** Opening Data under study block **
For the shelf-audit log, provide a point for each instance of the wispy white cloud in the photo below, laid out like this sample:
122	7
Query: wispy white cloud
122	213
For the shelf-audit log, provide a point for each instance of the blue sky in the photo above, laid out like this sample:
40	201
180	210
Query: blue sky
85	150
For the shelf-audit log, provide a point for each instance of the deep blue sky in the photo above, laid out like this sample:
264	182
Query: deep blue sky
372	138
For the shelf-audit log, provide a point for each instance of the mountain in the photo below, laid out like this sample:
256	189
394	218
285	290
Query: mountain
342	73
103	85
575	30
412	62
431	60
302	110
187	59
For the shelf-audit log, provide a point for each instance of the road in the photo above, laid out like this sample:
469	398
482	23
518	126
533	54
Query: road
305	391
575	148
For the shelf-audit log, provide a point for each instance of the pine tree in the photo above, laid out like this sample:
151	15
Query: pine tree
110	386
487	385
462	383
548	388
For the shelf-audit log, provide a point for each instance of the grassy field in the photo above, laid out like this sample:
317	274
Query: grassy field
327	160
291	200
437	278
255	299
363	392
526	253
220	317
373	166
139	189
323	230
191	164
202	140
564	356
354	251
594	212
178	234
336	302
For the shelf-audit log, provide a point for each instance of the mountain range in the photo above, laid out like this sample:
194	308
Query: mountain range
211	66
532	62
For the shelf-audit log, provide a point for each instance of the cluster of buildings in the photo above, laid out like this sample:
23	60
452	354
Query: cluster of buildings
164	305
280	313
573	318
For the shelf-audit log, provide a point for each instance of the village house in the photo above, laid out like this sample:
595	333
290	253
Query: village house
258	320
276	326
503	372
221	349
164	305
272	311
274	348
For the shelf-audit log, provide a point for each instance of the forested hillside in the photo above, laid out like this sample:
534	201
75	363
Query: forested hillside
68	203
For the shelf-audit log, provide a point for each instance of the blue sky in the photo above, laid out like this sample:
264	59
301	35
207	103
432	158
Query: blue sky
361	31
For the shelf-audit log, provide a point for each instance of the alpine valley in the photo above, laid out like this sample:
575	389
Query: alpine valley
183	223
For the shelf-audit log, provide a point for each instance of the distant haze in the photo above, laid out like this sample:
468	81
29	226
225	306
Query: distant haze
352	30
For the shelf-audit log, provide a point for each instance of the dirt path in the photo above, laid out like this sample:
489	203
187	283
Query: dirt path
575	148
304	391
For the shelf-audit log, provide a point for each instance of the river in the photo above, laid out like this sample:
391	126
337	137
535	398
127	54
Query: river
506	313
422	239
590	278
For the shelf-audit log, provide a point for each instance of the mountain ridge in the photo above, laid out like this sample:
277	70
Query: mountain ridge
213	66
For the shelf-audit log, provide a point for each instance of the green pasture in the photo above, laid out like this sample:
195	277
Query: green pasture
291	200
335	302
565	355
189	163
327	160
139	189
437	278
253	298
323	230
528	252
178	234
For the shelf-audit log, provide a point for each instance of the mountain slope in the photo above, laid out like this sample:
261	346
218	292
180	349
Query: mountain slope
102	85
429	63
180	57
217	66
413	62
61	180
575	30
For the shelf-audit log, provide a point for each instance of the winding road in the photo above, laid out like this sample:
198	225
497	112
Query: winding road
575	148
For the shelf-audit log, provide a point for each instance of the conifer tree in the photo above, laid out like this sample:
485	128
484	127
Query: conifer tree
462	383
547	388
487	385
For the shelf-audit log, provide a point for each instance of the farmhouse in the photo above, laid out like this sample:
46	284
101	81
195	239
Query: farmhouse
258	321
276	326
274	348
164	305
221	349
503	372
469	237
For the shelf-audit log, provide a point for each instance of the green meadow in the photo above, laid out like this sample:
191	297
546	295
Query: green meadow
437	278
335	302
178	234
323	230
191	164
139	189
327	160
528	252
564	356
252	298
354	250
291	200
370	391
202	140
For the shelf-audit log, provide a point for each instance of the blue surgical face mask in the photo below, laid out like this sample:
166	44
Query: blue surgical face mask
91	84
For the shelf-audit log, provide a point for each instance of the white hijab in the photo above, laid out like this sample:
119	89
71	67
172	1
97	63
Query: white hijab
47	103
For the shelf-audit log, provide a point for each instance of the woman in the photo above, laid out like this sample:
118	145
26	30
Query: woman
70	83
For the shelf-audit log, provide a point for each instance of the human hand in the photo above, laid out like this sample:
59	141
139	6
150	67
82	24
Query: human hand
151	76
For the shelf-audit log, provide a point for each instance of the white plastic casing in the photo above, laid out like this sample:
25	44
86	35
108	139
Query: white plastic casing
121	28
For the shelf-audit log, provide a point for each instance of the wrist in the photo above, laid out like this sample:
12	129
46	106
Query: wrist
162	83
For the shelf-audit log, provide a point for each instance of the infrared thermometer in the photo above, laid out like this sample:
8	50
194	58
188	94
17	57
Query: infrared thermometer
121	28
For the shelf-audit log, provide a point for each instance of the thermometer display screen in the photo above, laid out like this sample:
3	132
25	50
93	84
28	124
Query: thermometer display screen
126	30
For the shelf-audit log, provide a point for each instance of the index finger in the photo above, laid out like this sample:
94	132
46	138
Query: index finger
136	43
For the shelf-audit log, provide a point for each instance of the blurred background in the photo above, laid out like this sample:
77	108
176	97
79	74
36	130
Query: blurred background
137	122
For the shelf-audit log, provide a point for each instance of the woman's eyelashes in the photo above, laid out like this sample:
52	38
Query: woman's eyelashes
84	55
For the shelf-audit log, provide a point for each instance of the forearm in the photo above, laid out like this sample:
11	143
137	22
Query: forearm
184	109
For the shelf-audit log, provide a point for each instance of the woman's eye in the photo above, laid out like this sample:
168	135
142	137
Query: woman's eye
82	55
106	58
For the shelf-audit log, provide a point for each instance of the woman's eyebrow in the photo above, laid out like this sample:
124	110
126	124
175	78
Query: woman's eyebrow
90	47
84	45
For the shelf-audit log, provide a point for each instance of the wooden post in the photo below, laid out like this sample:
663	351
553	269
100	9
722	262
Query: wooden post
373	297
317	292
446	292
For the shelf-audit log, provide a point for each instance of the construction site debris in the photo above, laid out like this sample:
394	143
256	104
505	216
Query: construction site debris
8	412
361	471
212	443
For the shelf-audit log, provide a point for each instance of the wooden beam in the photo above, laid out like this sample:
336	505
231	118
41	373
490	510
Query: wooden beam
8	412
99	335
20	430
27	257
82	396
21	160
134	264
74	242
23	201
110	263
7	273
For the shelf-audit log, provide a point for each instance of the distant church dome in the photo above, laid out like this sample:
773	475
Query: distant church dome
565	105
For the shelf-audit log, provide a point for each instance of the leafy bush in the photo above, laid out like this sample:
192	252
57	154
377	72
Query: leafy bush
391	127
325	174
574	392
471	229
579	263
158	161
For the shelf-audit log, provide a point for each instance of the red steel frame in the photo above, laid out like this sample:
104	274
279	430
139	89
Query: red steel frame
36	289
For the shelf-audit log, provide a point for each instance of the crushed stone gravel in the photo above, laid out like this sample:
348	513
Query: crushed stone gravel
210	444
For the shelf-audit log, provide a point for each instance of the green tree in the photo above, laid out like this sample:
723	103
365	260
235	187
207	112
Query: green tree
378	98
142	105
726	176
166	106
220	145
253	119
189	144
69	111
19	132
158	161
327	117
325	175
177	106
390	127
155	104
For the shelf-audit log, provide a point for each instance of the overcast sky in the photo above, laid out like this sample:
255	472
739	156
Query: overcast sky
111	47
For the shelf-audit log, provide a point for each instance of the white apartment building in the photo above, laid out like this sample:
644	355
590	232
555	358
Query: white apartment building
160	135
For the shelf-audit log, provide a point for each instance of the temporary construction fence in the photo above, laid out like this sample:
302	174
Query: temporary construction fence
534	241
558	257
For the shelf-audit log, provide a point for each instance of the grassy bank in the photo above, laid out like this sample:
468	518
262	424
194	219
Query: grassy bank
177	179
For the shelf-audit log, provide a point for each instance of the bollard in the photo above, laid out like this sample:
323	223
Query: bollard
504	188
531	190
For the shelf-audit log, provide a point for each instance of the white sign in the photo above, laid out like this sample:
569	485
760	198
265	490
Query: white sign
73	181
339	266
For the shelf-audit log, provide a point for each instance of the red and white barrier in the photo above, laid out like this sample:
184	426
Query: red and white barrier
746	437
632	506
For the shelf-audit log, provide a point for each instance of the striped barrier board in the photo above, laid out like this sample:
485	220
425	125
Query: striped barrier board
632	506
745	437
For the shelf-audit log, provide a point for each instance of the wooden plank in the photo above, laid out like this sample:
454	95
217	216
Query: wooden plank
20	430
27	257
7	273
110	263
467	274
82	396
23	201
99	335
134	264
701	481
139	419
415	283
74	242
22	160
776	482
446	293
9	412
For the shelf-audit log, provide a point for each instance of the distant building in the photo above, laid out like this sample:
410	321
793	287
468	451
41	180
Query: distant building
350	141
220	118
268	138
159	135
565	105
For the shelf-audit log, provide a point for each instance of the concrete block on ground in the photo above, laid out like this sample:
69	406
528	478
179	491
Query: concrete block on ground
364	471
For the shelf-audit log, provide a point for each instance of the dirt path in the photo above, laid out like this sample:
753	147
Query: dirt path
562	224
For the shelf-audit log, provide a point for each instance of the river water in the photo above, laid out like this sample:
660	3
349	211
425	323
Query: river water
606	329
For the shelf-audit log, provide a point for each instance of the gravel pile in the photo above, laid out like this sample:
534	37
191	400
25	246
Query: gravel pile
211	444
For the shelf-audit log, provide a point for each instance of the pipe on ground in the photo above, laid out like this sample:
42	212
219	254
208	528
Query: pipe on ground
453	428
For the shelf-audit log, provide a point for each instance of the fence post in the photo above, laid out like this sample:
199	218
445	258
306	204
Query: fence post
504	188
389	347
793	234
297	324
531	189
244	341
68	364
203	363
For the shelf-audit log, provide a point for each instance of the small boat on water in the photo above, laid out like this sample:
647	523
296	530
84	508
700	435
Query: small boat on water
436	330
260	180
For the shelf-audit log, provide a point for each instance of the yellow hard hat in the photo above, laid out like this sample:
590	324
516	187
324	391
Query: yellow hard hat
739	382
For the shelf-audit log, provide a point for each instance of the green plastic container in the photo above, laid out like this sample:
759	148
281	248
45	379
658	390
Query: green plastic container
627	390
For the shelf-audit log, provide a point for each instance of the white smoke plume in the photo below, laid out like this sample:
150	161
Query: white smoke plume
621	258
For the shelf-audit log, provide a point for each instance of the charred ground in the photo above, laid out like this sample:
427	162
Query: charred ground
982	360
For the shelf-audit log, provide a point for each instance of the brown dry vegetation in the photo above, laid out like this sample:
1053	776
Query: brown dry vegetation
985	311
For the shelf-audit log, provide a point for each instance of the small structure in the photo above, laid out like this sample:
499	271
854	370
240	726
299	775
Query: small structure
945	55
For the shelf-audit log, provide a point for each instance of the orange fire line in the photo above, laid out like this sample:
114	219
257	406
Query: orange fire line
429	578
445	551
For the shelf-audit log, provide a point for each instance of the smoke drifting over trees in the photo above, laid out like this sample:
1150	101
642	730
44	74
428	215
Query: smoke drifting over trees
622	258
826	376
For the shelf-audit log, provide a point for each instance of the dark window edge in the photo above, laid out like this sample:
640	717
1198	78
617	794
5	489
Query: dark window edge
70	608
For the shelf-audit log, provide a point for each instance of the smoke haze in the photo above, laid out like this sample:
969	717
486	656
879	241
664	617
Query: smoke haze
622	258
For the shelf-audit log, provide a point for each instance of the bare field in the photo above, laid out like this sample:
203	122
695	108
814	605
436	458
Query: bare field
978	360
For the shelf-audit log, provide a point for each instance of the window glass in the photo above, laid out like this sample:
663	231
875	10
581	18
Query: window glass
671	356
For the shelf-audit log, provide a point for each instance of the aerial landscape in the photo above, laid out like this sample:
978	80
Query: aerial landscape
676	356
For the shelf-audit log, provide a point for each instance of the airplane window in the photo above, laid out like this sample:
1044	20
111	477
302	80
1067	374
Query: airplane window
** Closing Data under study block **
Goal of the exercise =>
Print only the lines running from the one with "Query: aerial landscape" to the final line of the data above, each exactly as it appears.

Reply to the task =>
Query: aerial landscape
676	356
For the shelf-audit log, provide a point for each instance of the airplane window in the photo above, laid out like this sample:
1044	20
111	477
302	80
1067	374
Query: airplane window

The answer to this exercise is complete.